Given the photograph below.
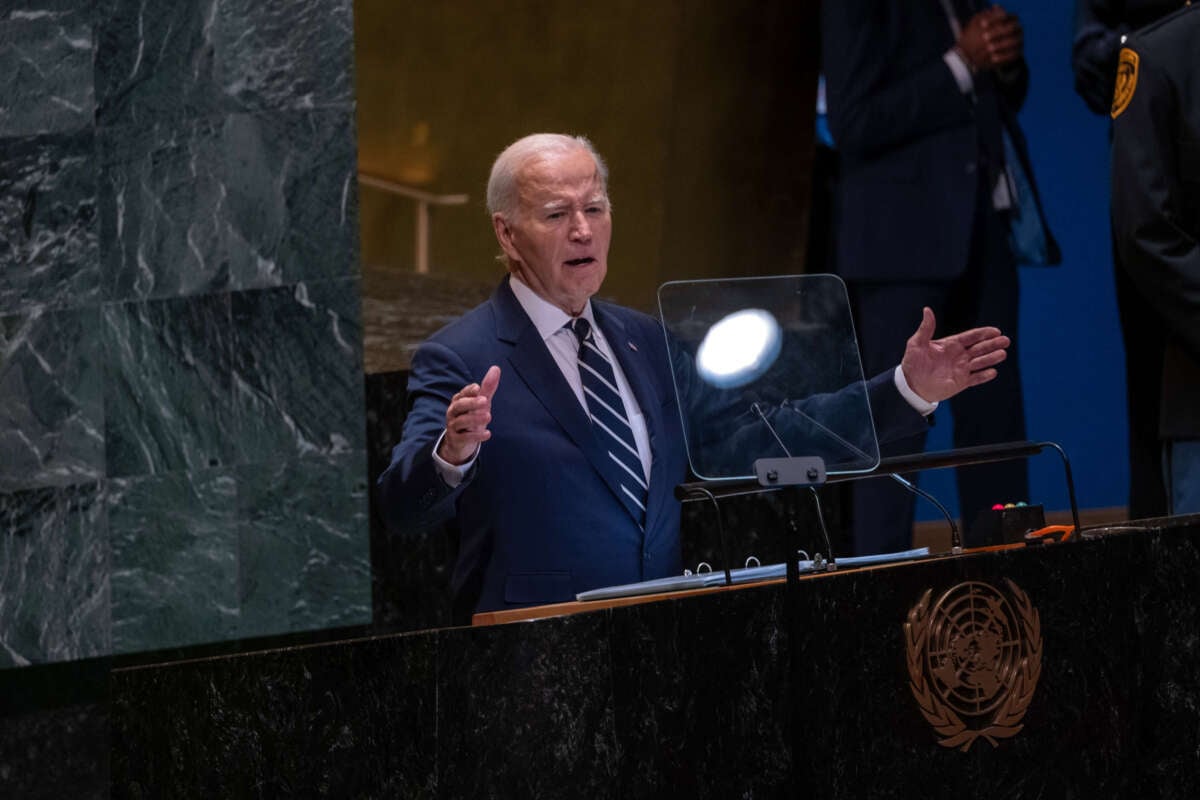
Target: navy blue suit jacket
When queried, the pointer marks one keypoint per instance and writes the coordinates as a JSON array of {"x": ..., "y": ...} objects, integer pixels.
[
  {"x": 913, "y": 149},
  {"x": 539, "y": 519}
]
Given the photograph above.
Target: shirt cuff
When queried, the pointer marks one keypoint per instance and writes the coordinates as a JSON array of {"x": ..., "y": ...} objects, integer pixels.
[
  {"x": 960, "y": 70},
  {"x": 453, "y": 474},
  {"x": 918, "y": 403}
]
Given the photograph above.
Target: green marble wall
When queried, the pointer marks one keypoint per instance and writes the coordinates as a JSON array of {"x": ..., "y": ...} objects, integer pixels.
[{"x": 183, "y": 456}]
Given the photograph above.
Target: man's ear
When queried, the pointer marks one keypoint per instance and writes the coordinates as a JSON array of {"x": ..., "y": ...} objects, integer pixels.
[{"x": 504, "y": 235}]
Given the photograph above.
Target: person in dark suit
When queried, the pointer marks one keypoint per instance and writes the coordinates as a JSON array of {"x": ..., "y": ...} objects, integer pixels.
[
  {"x": 934, "y": 176},
  {"x": 1099, "y": 28},
  {"x": 1156, "y": 223},
  {"x": 547, "y": 498}
]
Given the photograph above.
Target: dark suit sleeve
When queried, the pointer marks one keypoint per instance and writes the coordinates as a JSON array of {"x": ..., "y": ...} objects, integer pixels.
[
  {"x": 412, "y": 492},
  {"x": 1093, "y": 52},
  {"x": 1150, "y": 221},
  {"x": 874, "y": 106}
]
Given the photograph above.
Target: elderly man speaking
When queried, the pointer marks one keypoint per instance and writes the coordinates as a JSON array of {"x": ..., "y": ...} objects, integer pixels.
[{"x": 545, "y": 422}]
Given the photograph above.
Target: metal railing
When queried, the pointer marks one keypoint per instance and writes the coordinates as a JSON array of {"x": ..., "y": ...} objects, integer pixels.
[{"x": 424, "y": 200}]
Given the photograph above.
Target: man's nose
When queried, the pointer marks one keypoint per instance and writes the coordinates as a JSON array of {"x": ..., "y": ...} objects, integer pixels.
[{"x": 580, "y": 228}]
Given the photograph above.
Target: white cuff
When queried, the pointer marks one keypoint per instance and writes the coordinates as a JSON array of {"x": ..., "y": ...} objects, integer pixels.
[
  {"x": 960, "y": 70},
  {"x": 918, "y": 403},
  {"x": 453, "y": 474}
]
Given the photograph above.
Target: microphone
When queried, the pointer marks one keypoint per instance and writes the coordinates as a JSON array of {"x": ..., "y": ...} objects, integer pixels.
[
  {"x": 955, "y": 536},
  {"x": 832, "y": 561}
]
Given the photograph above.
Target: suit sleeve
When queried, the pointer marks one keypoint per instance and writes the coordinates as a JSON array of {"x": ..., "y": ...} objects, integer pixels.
[
  {"x": 1156, "y": 240},
  {"x": 412, "y": 492},
  {"x": 1093, "y": 53},
  {"x": 874, "y": 107}
]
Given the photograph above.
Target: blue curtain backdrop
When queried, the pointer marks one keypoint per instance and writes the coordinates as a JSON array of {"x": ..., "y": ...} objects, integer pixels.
[{"x": 1069, "y": 340}]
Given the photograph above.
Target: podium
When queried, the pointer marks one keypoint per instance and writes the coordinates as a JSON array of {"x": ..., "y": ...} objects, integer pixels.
[{"x": 715, "y": 693}]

# # # # #

To do. Gather every line in the listing above that contains the word "dark", counting uppercase and lowercase as different.

Solution for this exercise.
Target: person in dark suit
Target: dark suit sleeve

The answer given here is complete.